Document segment ->
>>>
Using these tools, you will obtain a decent estimation of the amount you should consume a day. A good way to verify if this estimation is correct is to carefully observe any changes in weight, or variations in physical appearance. You will then be able to deduce whether or not you are consuming enough or too little/too much. With time, you will be able to estimate without any help your caloric needs (remember to stay objective!)
How to count calories?
There are several ways to do so. You can use applications or online tools; these often have a large database, allowing you to find almost all foods and drinks.
The advantage of this method is that you can quickly have the caloric total, as well as the nutriment breakdown of food. Once you have this information, you can adjust the amounts you eat (for example, eating slightly less cereal for breakfast) so that your food intake matches your caloric needs.
The disadvantage of this method is that it can lead to the development of obsessive tendencies regarding food. A person may, for example, find themselves so inflexible in terms of calories that their social life may suffer (no, this is not a joke).
Another way to count calories is more old-school, and consists of simply remembering these 4 key values regarding the number of calories per gram of nutriment:
- 1 gram of carbs: 4 Kcal.
- 1 gram of lipids (fats): 9 Kcal.
- 1 gram of protein: 4 Kcal (recently discovered to actually be 3,2 but this is not important).
- 1 gram of alcohol: 7 Kcal.
Keeping these numbers in mind, it will be easy for you to estimate caloric totals.
Example of caloric breakdown for lunch at a restaurant:
- 1 soup (Carbs +Lipids)/ 100 grams: 70 calories.
- 1 vegetable dish (Carbs)/ 100 grams: 70 calories.
- 1 dish of rice and sauce (Carbs + Lipids)/ 200 grams: 400 calories.
- 1 piece of meat (Lipids + Proteins)/ 100 grams: 250 calories.
- 1 piece of chocolate cake (Carbs + Lipids)/ 150 grams: 400/ 500 calories.
Total : 1190/ 1290 calories.
The advantage of this method is that it will allow you to acquire information and reflexes regarding food intake that you will keep for life- this in turn will keep you healthy for life. (Studies have shown that people conscientious of what they eat will establish healthy habits regarding food- for example, if they eat more than usual at lunch they will eat slightly less for dinner to compensate)
The inconvenience is that this technique requires a relatively precise estimation capacity (being able to glance at a plate of rice and know it is around 200 grams, for example) without which it can be easy to end up over or under-estimating caloric totals.
<<<
List of tasks ->
1. According to the calorie-counting text, why can the old-school method lead to over- or under-estimated caloric totals?
2. Do these statements agree with the calorie-counting text? (a) One gram of fat provides 9 Kcal. (b) Calorie-counting applications usually have only a small database of foods. (c) The restaurant lunch in the example totals 1190 to 1290 calories.

Given data ->
>>>
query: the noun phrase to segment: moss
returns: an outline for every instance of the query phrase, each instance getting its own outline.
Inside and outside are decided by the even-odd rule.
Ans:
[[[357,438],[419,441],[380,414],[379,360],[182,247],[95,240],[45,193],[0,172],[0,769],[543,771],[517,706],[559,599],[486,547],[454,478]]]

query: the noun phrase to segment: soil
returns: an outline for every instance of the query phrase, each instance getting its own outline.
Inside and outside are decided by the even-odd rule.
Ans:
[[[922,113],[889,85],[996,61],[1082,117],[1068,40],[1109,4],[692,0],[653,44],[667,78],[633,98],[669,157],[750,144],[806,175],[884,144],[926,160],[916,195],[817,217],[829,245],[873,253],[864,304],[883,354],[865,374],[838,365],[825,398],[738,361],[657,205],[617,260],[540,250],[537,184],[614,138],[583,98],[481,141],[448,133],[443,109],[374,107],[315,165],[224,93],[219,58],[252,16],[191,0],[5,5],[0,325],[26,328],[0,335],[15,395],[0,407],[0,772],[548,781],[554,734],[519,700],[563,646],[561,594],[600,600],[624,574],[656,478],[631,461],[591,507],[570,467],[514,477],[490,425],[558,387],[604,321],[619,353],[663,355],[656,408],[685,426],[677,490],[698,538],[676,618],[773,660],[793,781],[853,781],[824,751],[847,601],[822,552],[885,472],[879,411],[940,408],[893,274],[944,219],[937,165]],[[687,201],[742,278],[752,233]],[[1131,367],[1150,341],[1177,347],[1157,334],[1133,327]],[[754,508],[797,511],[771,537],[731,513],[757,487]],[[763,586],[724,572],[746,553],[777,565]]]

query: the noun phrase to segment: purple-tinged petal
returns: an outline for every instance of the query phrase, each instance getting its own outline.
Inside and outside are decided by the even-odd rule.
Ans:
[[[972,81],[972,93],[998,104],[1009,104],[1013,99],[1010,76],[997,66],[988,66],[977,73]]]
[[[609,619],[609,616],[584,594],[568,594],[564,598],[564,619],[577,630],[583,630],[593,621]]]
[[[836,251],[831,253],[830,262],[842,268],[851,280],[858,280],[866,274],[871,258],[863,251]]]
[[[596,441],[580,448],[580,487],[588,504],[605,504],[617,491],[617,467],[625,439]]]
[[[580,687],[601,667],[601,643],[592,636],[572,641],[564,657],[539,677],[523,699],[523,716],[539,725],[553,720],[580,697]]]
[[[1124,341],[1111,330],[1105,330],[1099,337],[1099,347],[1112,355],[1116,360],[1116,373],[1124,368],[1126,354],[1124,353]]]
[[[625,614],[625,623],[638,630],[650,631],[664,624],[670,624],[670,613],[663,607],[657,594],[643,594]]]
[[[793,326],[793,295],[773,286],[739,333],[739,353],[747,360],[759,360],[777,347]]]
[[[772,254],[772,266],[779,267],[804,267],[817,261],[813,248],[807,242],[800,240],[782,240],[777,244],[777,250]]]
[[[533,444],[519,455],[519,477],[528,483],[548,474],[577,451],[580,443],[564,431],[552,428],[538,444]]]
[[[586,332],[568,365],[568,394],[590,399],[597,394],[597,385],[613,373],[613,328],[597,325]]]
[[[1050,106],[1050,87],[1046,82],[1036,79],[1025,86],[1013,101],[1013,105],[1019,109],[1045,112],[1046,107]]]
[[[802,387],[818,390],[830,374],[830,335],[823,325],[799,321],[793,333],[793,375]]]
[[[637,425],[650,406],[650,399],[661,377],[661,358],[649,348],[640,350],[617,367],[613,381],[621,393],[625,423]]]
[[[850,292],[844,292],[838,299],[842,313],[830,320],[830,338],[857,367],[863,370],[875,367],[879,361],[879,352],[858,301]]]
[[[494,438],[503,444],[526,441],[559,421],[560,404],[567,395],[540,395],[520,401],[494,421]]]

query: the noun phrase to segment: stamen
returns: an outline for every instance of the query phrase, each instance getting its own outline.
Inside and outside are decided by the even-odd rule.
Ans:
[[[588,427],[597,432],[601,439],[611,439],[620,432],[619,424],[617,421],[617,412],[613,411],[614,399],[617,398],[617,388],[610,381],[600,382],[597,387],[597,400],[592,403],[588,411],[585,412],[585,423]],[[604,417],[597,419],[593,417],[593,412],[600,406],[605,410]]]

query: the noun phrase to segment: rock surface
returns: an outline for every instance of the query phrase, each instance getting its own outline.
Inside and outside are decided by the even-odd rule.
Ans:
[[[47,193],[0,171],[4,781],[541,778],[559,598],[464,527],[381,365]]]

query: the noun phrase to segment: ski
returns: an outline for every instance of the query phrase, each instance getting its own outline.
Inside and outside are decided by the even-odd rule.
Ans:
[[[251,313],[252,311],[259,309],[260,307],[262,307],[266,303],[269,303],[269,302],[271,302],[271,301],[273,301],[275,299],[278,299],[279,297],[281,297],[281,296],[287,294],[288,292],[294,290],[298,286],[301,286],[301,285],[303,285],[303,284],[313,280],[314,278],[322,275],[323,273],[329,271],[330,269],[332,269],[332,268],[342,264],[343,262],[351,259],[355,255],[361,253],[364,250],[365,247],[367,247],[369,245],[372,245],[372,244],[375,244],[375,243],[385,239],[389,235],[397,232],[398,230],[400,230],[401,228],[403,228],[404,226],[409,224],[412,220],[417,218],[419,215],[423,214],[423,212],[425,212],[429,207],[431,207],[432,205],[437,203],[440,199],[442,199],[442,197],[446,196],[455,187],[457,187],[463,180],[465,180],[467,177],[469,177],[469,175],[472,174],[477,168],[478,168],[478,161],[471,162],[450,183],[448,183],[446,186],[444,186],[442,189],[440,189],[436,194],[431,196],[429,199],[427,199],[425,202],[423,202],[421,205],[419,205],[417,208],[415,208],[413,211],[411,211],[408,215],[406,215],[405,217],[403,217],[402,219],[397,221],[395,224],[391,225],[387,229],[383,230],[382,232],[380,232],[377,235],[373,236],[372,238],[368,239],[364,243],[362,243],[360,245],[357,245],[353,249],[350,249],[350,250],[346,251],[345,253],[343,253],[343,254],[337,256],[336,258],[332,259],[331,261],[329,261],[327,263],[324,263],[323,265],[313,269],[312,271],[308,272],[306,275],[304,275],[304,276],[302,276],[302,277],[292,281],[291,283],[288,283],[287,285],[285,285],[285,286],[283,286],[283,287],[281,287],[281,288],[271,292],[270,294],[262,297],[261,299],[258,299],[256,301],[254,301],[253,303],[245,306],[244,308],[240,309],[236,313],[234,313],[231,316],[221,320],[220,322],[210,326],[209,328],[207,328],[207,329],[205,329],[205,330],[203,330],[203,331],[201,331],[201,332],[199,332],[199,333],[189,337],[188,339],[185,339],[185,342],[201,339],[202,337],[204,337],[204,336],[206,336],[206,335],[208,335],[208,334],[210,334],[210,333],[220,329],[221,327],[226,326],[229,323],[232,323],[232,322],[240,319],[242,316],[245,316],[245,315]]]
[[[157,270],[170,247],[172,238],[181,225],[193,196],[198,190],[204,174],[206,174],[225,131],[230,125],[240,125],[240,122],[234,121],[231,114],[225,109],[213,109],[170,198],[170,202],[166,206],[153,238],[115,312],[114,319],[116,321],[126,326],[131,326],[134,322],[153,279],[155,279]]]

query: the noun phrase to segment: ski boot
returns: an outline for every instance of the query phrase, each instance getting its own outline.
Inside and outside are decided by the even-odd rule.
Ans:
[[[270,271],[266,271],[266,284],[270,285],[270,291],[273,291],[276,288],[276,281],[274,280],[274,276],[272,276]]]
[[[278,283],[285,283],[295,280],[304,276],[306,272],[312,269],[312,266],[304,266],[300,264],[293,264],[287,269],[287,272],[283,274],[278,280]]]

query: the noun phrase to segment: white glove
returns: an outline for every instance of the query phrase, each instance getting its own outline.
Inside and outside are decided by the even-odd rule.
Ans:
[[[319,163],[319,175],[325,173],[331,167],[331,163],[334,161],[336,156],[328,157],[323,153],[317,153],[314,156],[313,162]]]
<<<
Responses per task ->
1. The method depends on a fairly precise ability to estimate portions, such as seeing that a plate of rice is about 200 grams. Without that skill, "it can be easy to end up over or under-estimating caloric totals."

2.
(a) Yes: "1 gram of lipids (fats): 9 Kcal."
(b) No: "these often have a large database, allowing you to find almost all foods and drinks."
(c) Yes: "Total : 1190/ 1290 calories."